Output all lines exactly, with nothing added or dropped.

Boundary labeling items
⟨

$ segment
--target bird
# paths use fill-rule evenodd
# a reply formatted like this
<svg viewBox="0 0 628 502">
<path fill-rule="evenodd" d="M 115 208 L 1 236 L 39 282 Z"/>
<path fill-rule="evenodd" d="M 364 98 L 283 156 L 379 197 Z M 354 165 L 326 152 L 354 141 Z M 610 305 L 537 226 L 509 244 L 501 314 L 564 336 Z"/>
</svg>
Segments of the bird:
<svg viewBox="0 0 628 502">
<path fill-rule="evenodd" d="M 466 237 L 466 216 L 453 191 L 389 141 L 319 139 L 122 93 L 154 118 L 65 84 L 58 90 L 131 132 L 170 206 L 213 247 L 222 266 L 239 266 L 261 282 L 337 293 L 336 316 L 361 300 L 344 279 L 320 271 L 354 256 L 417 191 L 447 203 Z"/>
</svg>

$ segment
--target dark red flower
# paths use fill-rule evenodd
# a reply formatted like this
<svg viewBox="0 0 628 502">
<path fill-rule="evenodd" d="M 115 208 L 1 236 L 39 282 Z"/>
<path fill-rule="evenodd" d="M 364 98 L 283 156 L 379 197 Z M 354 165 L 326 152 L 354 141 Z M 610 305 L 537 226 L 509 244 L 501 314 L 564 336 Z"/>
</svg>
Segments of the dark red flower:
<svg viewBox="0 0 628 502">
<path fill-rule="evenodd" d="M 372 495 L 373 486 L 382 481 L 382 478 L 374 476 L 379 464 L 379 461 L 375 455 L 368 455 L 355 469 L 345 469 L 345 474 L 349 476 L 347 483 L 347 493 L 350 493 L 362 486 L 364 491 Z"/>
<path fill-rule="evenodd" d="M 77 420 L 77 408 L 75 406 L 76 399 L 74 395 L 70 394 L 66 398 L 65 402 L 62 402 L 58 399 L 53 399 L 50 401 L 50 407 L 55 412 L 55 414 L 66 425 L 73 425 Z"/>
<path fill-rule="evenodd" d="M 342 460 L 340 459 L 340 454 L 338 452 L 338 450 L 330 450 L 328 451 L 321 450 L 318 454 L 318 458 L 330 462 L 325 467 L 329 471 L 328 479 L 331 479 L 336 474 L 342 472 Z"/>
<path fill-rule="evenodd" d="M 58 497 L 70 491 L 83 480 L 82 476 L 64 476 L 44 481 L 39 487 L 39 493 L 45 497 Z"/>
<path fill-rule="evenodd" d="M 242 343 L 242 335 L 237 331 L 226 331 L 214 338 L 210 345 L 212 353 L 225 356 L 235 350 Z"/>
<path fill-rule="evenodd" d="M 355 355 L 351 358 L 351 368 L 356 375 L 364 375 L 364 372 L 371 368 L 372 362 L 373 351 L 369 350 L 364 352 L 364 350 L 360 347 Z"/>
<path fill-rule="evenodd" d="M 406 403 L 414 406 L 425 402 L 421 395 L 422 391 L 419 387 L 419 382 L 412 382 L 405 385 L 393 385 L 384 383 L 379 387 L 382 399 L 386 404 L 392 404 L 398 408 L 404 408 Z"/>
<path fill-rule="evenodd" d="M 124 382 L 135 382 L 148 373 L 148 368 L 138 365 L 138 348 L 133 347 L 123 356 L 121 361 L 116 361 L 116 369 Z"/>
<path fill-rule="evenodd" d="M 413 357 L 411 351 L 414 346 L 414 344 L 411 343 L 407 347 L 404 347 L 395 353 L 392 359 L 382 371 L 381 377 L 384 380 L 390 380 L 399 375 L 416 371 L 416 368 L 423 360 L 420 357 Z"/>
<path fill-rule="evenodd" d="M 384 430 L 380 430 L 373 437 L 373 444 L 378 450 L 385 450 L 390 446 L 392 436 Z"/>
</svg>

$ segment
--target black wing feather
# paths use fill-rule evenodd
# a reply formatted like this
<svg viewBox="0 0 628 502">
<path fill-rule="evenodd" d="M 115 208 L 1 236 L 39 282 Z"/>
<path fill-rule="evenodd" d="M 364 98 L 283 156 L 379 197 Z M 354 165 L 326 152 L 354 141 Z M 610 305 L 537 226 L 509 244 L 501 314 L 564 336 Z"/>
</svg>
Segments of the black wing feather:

⟩

Exercise solution:
$ segment
--target bird
# paths use fill-rule evenodd
# a reply formatted like this
<svg viewBox="0 0 628 502">
<path fill-rule="evenodd" d="M 115 208 L 1 236 L 39 282 Z"/>
<path fill-rule="evenodd" d="M 364 98 L 283 156 L 379 197 Z M 354 165 L 326 152 L 354 141 Z M 610 305 L 537 226 L 509 244 L 501 314 L 564 336 Z"/>
</svg>
Segments of the bird:
<svg viewBox="0 0 628 502">
<path fill-rule="evenodd" d="M 466 237 L 466 216 L 453 191 L 389 141 L 319 139 L 122 93 L 154 118 L 65 84 L 58 90 L 131 132 L 170 206 L 213 247 L 222 266 L 239 266 L 261 282 L 337 293 L 336 316 L 361 300 L 344 279 L 320 271 L 354 256 L 417 191 L 447 203 Z"/>
</svg>

$ segment
--target dark red flower
# paths use fill-rule evenodd
# a reply formatted like this
<svg viewBox="0 0 628 502">
<path fill-rule="evenodd" d="M 115 208 L 1 236 L 39 282 Z"/>
<path fill-rule="evenodd" d="M 364 98 L 283 156 L 379 197 Z M 354 165 L 326 152 L 354 141 Z M 610 305 L 537 226 L 509 244 L 501 314 L 564 336 Z"/>
</svg>
Segments of the dark red flower:
<svg viewBox="0 0 628 502">
<path fill-rule="evenodd" d="M 372 495 L 373 486 L 382 481 L 382 478 L 374 476 L 379 464 L 379 461 L 375 455 L 368 455 L 355 469 L 345 469 L 345 474 L 349 476 L 347 483 L 347 493 L 350 493 L 362 486 L 364 491 Z"/>
<path fill-rule="evenodd" d="M 77 420 L 77 408 L 75 406 L 76 399 L 74 395 L 70 394 L 66 398 L 65 402 L 62 402 L 58 399 L 53 399 L 50 401 L 50 407 L 55 412 L 55 414 L 66 425 L 73 425 Z"/>
<path fill-rule="evenodd" d="M 342 460 L 340 459 L 340 454 L 338 452 L 338 450 L 330 450 L 328 451 L 321 450 L 318 454 L 318 458 L 330 462 L 325 467 L 329 471 L 328 479 L 331 479 L 336 474 L 342 472 Z"/>
<path fill-rule="evenodd" d="M 58 497 L 70 491 L 83 480 L 82 476 L 64 476 L 44 481 L 39 487 L 39 493 L 45 497 Z"/>
<path fill-rule="evenodd" d="M 242 343 L 242 335 L 237 331 L 226 331 L 214 338 L 210 345 L 212 353 L 225 356 L 235 350 Z"/>
<path fill-rule="evenodd" d="M 355 355 L 351 358 L 351 368 L 356 375 L 364 375 L 364 372 L 371 368 L 372 362 L 373 351 L 369 350 L 364 352 L 364 350 L 360 347 Z"/>
<path fill-rule="evenodd" d="M 406 403 L 414 406 L 425 402 L 421 395 L 422 391 L 419 387 L 419 382 L 412 382 L 405 385 L 393 385 L 384 383 L 379 387 L 382 399 L 386 404 L 392 404 L 398 408 L 404 408 Z"/>
<path fill-rule="evenodd" d="M 124 382 L 135 382 L 148 373 L 148 368 L 138 365 L 138 348 L 133 347 L 123 356 L 121 361 L 116 361 L 116 369 Z"/>
<path fill-rule="evenodd" d="M 413 357 L 411 351 L 414 346 L 414 344 L 411 343 L 407 347 L 404 347 L 395 353 L 392 359 L 382 371 L 381 377 L 384 380 L 390 380 L 399 375 L 416 371 L 416 368 L 423 360 L 420 357 Z"/>
<path fill-rule="evenodd" d="M 384 430 L 380 430 L 373 437 L 373 444 L 378 450 L 385 450 L 390 446 L 392 436 Z"/>
</svg>

$ segment
--target black wing feather
# paths use fill-rule evenodd
# a reply formatted like this
<svg viewBox="0 0 628 502">
<path fill-rule="evenodd" d="M 115 208 L 1 236 L 39 282 Z"/>
<path fill-rule="evenodd" d="M 364 98 L 283 156 L 379 197 Z M 354 165 L 326 152 L 354 141 Z M 610 305 L 537 226 L 509 244 L 501 314 L 564 336 Z"/>
</svg>
Segments of the black wing feather:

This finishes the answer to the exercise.